YOUR ASSIGNMENT:
List every line in this data where the string "upholstery" occurs.

Saved data entries:
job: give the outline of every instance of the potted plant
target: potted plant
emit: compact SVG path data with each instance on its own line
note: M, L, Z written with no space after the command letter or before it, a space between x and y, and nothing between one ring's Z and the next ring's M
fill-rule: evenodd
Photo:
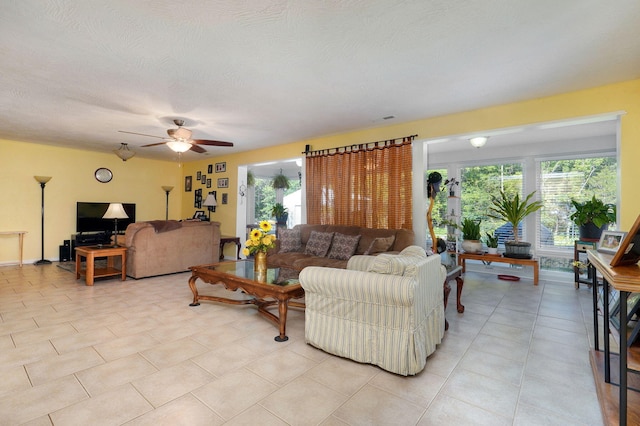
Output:
M491 197L492 206L489 207L489 217L493 219L501 219L511 224L513 229L513 240L505 241L505 257L516 257L529 259L531 255L531 243L520 241L518 235L518 224L522 222L531 213L540 210L543 206L542 201L531 201L533 191L524 199L520 199L520 194L514 196L507 195L504 191L500 191L500 197L495 195Z
M287 208L280 203L274 204L271 208L271 214L276 218L278 225L286 225L287 219L289 219L289 212Z
M576 211L569 218L580 228L581 240L599 240L602 231L616 222L616 205L605 204L595 195L584 202L572 198L571 204Z
M456 178L452 177L451 179L445 180L444 184L449 187L449 197L455 197L456 191L454 186L460 185L460 182L456 180Z
M487 244L489 254L498 254L498 236L495 233L491 235L487 232L484 242Z
M462 231L462 249L467 253L481 253L482 241L480 238L480 219L464 218L460 224Z
M282 171L280 171L279 174L273 177L271 186L273 189L289 189L289 178L283 175Z

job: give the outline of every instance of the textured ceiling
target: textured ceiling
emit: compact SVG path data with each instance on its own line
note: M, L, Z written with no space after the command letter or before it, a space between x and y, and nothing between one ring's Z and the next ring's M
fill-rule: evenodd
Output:
M185 160L640 78L638 0L2 0L0 138ZM394 116L390 120L383 117ZM402 135L399 135L402 136Z

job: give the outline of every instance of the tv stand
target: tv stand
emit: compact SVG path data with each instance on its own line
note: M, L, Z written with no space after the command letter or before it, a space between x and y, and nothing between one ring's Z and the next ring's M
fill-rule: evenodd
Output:
M76 247L111 244L111 232L80 232L71 234L71 258L75 259Z

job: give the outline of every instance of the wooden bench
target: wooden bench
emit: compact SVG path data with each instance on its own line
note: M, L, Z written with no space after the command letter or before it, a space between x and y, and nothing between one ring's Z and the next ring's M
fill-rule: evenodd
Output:
M509 265L531 266L533 268L533 284L538 285L538 274L540 273L540 265L538 259L516 259L513 257L504 257L500 254L487 253L459 253L458 265L462 266L462 272L465 271L465 262L467 260L481 260L482 262L508 263Z

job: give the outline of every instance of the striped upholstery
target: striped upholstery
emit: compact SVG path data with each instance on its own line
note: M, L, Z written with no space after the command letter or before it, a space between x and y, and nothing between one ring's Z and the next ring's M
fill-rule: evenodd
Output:
M372 259L353 256L347 270L302 270L305 339L334 355L417 374L444 336L440 256L414 257L415 277L365 272Z

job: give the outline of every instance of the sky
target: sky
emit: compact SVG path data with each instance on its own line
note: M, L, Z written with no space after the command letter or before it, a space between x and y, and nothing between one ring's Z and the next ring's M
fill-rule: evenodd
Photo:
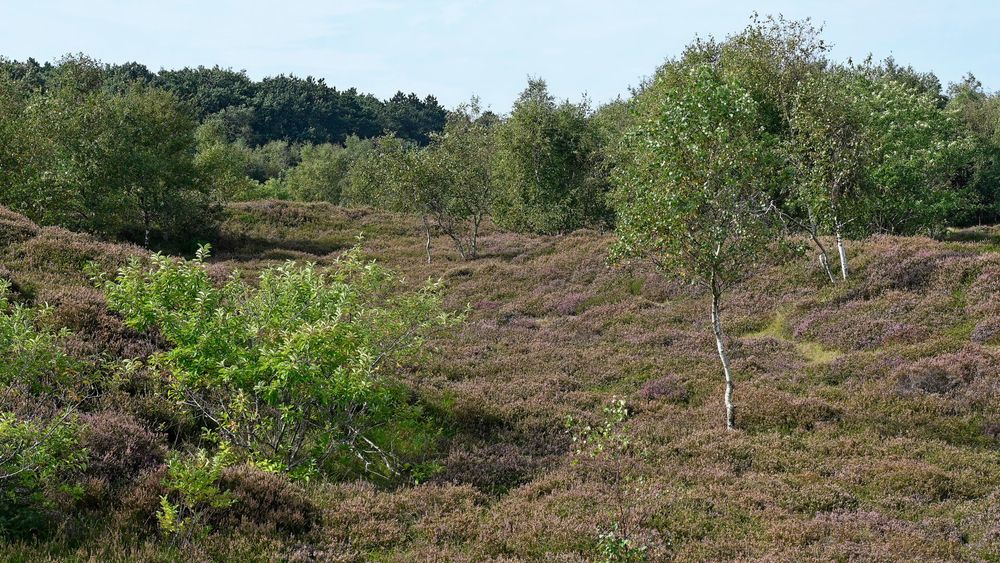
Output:
M475 94L506 112L528 76L559 98L626 95L696 35L723 38L754 11L812 18L836 60L891 55L944 84L971 71L1000 89L996 0L0 0L0 56L312 75L447 107Z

EXERCISE ANSWER:
job: give the outline of every instance of the striped upholstery
target: striped upholstery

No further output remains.